• **Vragen**:
1. Kun je uit de tekst over de modelschematisatie letterlijk citeren wat er staat van "Modelschematisatie toevoegen" tot "gedraaid kan worden."?
2. Kun je de tekst over de modelschematisatie voortzetten vanaf het punt waar hij ophoudt?

Modelschematisatie
Hier beschrijven we hoe een modelschematisatie toe te voegen en de output ervan te configureren.
Modelschematisatie toevoegen
Er is ten minste één modelschematisatie nodig die wordt doorgerekend. Dit kan bijvoorbeeld een SOBEK-schematisatie zijn, of D-Hydro. In de basis is De Nieuwe Stochastentool model-agnostisch en ondersteunt het ieder model wat vanaf de command prompt gedraaid kan worden.
Om u een snelle start te geven leveren we een werkende modelschematisatie in D-Hydro mee. Dit is een model van Gieterveen (Waterschap Hunze en Aa’s). Download dit model hier.
- Pak het ZIP-bestand uit en plaats het model in een map waar hij eenvoudig toegankelijk is voor De Nieuwe Stochastentool. Goed gebruik is om naast de XML- en .DB file een mapje ‘model’ te maken en het model daarin te plaatsen.
- Ga naar het tabblad Modellen
- Druk op het plusje rechts van het datagrid. Er verschijnt een nieuw formulier
- Kies modeltype DIMR (Deltares Integrated Model Runner)

• **Getoonde gegevens**:

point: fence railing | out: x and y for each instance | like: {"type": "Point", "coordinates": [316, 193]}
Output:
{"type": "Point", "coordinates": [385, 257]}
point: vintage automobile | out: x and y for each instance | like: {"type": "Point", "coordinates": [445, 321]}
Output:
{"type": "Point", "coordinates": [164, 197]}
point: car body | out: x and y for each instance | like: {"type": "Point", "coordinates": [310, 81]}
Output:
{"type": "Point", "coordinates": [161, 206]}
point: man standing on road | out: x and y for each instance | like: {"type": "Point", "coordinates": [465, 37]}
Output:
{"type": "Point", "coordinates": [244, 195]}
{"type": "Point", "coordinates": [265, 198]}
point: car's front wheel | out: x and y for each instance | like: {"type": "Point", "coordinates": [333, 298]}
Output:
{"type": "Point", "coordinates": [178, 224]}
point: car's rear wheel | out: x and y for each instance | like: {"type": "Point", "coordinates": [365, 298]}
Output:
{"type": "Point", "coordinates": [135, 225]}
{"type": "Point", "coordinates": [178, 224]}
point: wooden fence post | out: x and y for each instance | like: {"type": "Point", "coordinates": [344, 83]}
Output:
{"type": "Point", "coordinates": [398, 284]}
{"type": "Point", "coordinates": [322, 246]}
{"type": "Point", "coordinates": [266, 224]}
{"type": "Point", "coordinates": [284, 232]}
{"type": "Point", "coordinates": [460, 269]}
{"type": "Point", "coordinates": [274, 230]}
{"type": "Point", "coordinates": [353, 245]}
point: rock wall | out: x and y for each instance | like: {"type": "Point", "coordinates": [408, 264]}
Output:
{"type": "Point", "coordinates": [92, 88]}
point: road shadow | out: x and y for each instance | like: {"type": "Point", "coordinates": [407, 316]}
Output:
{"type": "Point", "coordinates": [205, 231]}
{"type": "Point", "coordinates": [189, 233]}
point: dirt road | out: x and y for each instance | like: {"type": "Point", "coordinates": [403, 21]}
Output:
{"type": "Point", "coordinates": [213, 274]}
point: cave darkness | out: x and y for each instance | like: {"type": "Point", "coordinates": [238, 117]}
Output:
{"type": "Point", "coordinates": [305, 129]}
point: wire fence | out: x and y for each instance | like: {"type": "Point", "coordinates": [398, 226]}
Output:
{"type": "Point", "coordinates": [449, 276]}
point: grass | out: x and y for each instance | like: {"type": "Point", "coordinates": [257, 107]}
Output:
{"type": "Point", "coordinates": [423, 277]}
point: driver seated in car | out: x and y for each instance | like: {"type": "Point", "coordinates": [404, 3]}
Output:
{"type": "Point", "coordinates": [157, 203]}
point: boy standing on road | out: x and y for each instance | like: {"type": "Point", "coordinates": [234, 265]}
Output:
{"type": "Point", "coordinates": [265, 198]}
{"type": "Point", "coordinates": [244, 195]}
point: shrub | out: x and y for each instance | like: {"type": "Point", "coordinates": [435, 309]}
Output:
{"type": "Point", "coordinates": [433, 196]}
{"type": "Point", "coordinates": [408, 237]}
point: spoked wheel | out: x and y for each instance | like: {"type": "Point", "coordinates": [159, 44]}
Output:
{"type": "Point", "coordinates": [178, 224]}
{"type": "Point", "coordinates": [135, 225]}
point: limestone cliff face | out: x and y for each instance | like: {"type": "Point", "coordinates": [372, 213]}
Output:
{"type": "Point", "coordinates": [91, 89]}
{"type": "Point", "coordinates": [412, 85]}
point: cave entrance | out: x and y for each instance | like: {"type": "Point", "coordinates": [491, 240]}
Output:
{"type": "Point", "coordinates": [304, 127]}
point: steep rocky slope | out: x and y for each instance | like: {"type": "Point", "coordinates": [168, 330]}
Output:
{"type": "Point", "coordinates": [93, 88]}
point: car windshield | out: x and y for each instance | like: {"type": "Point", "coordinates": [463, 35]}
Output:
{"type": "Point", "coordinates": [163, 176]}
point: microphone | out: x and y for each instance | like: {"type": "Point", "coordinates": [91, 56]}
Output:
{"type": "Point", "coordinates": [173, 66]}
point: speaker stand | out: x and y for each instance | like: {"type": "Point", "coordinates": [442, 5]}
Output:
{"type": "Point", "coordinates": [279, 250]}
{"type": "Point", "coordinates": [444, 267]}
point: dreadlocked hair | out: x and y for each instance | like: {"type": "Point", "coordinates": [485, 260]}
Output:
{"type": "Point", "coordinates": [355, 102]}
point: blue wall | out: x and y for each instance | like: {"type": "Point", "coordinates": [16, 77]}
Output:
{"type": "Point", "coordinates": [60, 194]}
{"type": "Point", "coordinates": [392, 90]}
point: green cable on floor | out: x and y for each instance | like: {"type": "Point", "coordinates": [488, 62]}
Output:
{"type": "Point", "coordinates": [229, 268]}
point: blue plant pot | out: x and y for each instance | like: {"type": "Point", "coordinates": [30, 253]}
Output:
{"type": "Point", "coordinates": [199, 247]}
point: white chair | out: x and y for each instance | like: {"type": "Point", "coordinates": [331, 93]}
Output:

• **Antwoorden**:
1.
Modelschematisatie toevoegen
Er is ten minste één modelschematisatie nodig die wordt doorgerekend. Dit kan bijvoorbeeld een SOBEK-schematisatie zijn, of D-Hydro. In de basis is De Nieuwe Stochastentool model-agnostisch en ondersteunt het ieder model wat vanaf de command prompt gedraaid kan worden.

2.
- Druk op de button rechts van het veld achter Executable en blader naar run.bat
- Druk op de button rechts van het veld achter Modeldir en blader naar de modelmap. In dit geval de map waarin run.bat en DIMR_Config.xml staan.
- Geef een Casenaam op
- Druk op de button rechts van het veld Workdir en blader naar een tijdelijke werkmap waar het programma de simulaties mag draaien. Zelf gebruiken we doorgaans C:\Temp.
- Achter Resultsfiles RR, geef met puntkomma gescheiden de resultaatbestanden voor RR op. Het is goed gebruik om ook de sobek_3b.log mee nemen.
- Achter Resultsfiles Flow, geef met puntkomma gescheiden de resultaatbestanden voor Flow op die uit iedere simulatie naar de stochastenmap moeten worden gekopiëerd. Als voorbeeld nemen we hier het bestand FlowFM_his.nc wat de 1D-simulatieresultaten bevat. Voor 2D wordt doorgaans de Fourier-file genomen.
- Klik op ‘Add’ om de modelschematisatie toe te voegen.
In het geval van D-Hydro Flow kan de naamgeving van het resultaatbestand per model verschillen.
Output configureren
De Nieuwe Stochastentool moet nog weten voor welke uitvoerlocaties en -parameters het overschrijdingsgrafieken moet gaan produceren. Dit configureren we op het tabblad ‘Uitvoer’.
- Ga naar het tabblad ‘Uitvoer’
- Kies uit het menu de optie Modellen - Uitvoerlocaties 0D en 1D - Importeren. Er verschijnt een nieuw scherm
- Selecteer hier het modelID. Model 1 is de enige beschikbare hier
- Kies MAX als modelresultaat. Dit betekent dat van iedere simulatie de piekwaterstand wordt bewaard en nabewerkt
- Klik op ‘Import’ om de uitvoerlocaties te importeren.